= Beginning of Section =

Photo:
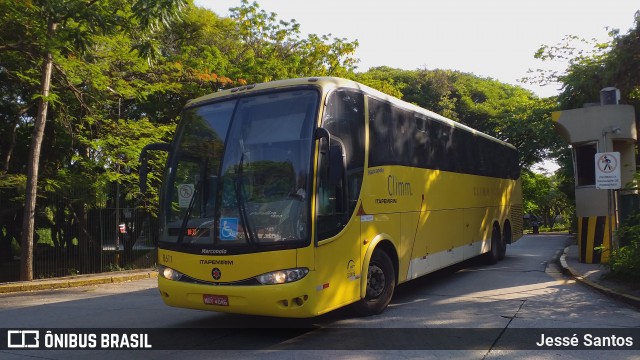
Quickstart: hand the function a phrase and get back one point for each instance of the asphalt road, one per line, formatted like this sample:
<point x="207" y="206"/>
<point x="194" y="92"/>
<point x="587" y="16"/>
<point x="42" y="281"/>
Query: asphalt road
<point x="475" y="311"/>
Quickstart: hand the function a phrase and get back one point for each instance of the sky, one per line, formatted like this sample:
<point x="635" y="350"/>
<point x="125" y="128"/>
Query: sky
<point x="488" y="38"/>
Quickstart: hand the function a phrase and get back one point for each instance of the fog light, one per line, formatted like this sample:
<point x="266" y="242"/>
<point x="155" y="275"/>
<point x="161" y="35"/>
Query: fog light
<point x="282" y="276"/>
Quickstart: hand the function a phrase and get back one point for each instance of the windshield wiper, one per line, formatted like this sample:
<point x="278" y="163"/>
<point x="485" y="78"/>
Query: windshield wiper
<point x="241" y="200"/>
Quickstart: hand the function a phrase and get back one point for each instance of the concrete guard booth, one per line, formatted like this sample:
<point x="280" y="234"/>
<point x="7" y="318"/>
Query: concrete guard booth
<point x="594" y="129"/>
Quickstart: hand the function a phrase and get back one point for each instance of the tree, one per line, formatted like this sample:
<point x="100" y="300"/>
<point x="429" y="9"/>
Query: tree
<point x="543" y="199"/>
<point x="45" y="30"/>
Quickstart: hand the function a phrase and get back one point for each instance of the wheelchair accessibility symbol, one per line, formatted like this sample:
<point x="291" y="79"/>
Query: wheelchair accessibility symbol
<point x="228" y="228"/>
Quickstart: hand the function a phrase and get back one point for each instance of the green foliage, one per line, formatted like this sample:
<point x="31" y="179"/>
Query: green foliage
<point x="624" y="262"/>
<point x="543" y="198"/>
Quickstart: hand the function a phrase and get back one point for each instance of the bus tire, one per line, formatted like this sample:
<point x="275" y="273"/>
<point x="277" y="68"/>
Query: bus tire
<point x="381" y="282"/>
<point x="506" y="239"/>
<point x="493" y="255"/>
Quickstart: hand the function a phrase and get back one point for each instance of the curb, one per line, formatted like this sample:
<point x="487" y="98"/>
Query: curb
<point x="568" y="270"/>
<point x="76" y="281"/>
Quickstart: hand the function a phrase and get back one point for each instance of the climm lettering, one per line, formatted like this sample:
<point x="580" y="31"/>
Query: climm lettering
<point x="397" y="187"/>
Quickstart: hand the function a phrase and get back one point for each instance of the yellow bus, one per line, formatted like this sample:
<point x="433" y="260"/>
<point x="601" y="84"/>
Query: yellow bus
<point x="296" y="197"/>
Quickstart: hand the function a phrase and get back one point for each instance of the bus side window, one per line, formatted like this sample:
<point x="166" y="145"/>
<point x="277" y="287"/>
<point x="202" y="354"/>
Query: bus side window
<point x="343" y="119"/>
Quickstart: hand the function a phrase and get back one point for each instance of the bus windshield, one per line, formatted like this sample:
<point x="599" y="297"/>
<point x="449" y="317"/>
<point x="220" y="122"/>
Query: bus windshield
<point x="239" y="174"/>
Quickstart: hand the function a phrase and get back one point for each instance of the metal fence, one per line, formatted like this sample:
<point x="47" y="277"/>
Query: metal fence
<point x="73" y="236"/>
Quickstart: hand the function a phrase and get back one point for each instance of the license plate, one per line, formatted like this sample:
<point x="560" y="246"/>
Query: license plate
<point x="218" y="300"/>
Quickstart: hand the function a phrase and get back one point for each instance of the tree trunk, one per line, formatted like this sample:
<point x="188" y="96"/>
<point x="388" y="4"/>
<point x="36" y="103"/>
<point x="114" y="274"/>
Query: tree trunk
<point x="26" y="259"/>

= End of Section =

* **GOAL OF THE EXERCISE**:
Only the text of the listing above should be copied, exactly and with pictures left out.

* **ANSWER TO THIS TASK**:
Photo:
Quickstart: hand the function a phrase and get back one point for each instance of the asphalt road, one per line, formatted like this sample:
<point x="207" y="206"/>
<point x="194" y="92"/>
<point x="587" y="16"/>
<point x="42" y="281"/>
Query: asphalt road
<point x="475" y="311"/>
Quickstart: hand the function a phrase and get back one point for each instance of the sky, one per line, formatted like this sample:
<point x="635" y="350"/>
<point x="125" y="128"/>
Query: sky
<point x="488" y="38"/>
Quickstart: hand the function a phrase and get back one point for each instance of the fog light, one per line, formatted like this sample:
<point x="266" y="242"/>
<point x="155" y="275"/>
<point x="161" y="35"/>
Query: fog light
<point x="282" y="276"/>
Quickstart: hand the function a phrase and get back one point for each instance of the windshield wiper, one per line, formatted like this sample:
<point x="278" y="163"/>
<point x="485" y="78"/>
Query: windshield wiper
<point x="241" y="200"/>
Quickstart: hand the function a phrase and get back one point for each instance of the concrete guard booth, one per line, formatted like this sample:
<point x="280" y="234"/>
<point x="7" y="318"/>
Query: concrete guard booth
<point x="594" y="129"/>
Quickstart: hand the function a phrase and get back one point for each instance of the tree, one per line, formatted like this sample:
<point x="100" y="300"/>
<point x="429" y="9"/>
Query: tree
<point x="543" y="199"/>
<point x="45" y="30"/>
Quickstart: hand the function a phrase and get back one point for each instance of the wheelchair accessibility symbol, one per line, formatted like this sample:
<point x="291" y="79"/>
Query: wheelchair accessibility symbol
<point x="228" y="228"/>
Quickstart: hand the function a phrase and get back one point for each instance of the green foliage, one per line, formatted like this sample:
<point x="31" y="179"/>
Query: green foliage
<point x="624" y="262"/>
<point x="543" y="198"/>
Quickstart: hand the function a phrase and get back one point for each instance of the bus tire, one per line, formatted like this sample:
<point x="275" y="273"/>
<point x="277" y="68"/>
Query: bus tire
<point x="381" y="282"/>
<point x="506" y="239"/>
<point x="493" y="255"/>
Quickstart: hand the function a phrase and get back one point for each instance of the curb, one per line, formatted like this sample:
<point x="487" y="98"/>
Query: curb
<point x="568" y="270"/>
<point x="76" y="281"/>
Quickstart: hand the function a phrase and get back one point for each instance of the climm lettering, one per line, formatted like this sample:
<point x="580" y="31"/>
Query: climm lettering
<point x="397" y="187"/>
Quickstart: hand the function a phrase and get back one point for each instance of the yellow bus, one per line, formatted like this sample:
<point x="433" y="260"/>
<point x="601" y="84"/>
Query: yellow bus
<point x="296" y="197"/>
Quickstart: hand the function a phrase and get back one point for each instance of the bus side window, one per line, formatted like this sample:
<point x="166" y="145"/>
<point x="277" y="287"/>
<point x="202" y="354"/>
Query: bus side window
<point x="343" y="119"/>
Quickstart: hand the function a phrase and get back one point for each instance of the bus windshield, one per line, formatted like this sample:
<point x="599" y="297"/>
<point x="449" y="317"/>
<point x="220" y="122"/>
Query: bus windshield
<point x="239" y="174"/>
Quickstart: hand the function a phrase and get back one point for each instance of the metal fence, one per line, formatted like this sample:
<point x="47" y="277"/>
Query: metal fence
<point x="73" y="236"/>
Quickstart: hand the function a phrase and get back one point for each instance of the license plate, one per line, formatted like this sample:
<point x="560" y="246"/>
Query: license plate
<point x="218" y="300"/>
Quickstart: hand the function a phrase and get back one point for each instance of the tree trunk, one per line, formatted like this sample:
<point x="188" y="96"/>
<point x="388" y="4"/>
<point x="36" y="103"/>
<point x="114" y="274"/>
Query: tree trunk
<point x="26" y="259"/>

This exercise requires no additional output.